- Fragmento:
○ ○ ○ ○ ○

El presidente de la Generalitat sí tenía un plan a largo plazo para su particular nación-cortijo, un invento que para existir requería la debilidad de la única nación existente, España. Votar «no» era votar contra la democracia

Para ocultar esas grietas de estructura del edificio constitucional se proclamó el mito del consenso, tan valioso por las sombras de la época por lo vivido de aquella generación. La realidad es que el texto de la Carta Magna no se elaboró con luz ni de forma transparente. Al contrario. Elaborado oficialmente por una Ponencia de 'siete padres', se llevaban a votación en bloques artículos tan esenciales como esa falla en los cimientos que era el término «nacionalidades». Una fórmula impuesta desde arriba, como tantas otras, tras una llamada telefónica entre Adolfo Suárez y Pujol. El presidente de la Generalidad sí tenía un plan a largo plazo para su particular nación-cortijo, un invento que para existir requería la debilidad de la única nación existente, España. Votar «no» era votar contra la democracia.

○ ○ ○ ○ ○

- Material enumerado:
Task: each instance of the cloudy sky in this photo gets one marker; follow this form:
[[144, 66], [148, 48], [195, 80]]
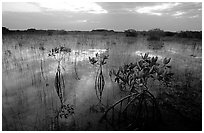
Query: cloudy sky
[[118, 16]]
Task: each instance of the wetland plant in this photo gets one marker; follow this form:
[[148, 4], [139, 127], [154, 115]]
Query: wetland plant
[[139, 109], [99, 61], [65, 110]]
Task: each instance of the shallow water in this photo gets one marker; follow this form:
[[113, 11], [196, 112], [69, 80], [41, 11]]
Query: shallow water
[[29, 97]]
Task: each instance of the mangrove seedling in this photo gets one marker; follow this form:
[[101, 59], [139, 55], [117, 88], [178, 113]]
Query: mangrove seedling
[[99, 61]]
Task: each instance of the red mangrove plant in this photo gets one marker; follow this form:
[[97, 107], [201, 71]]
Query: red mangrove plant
[[99, 61], [58, 54], [139, 109]]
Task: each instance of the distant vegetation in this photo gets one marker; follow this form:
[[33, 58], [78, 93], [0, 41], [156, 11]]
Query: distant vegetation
[[152, 35]]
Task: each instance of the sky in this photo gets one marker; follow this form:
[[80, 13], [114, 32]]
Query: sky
[[118, 16]]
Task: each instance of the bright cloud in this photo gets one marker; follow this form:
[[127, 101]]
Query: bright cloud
[[178, 13], [86, 7], [156, 9], [81, 21], [195, 16], [19, 7], [72, 6]]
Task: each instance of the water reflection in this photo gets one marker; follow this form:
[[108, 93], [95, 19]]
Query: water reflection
[[151, 53]]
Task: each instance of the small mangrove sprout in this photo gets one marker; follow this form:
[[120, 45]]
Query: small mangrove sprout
[[99, 61]]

○ ○ ○ ○ ○

- Acción requerida: ¿Puedes extraer literalmente del fragmento el pasaje que se abre con las palabras "Para ocultar esas" y se cierra con "contra la democracia."?

- Respuesta:
Para ocultar esas grietas de estructura del edificio constitucional se proclamó el mito del consenso, tan valioso por las sombras de la época por lo vivido de aquella generación. La realidad es que el texto de la Carta Magna no se elaboró con luz ni de forma transparente. Al contrario. Elaborado oficialmente por una Ponencia de 'siete padres', se llevaban a votación en bloques artículos tan esenciales como esa falla en los cimientos que era el término «nacionalidades». Una fórmula impuesta desde arriba, como tantas otras, tras una llamada telefónica entre Adolfo Suárez y Pujol. El presidente de la Generalidad sí tenía un plan a largo plazo para su particular nación-cortijo, un invento que para existir requería la debilidad de la única nación existente, España. Votar «no» era votar contra la democracia.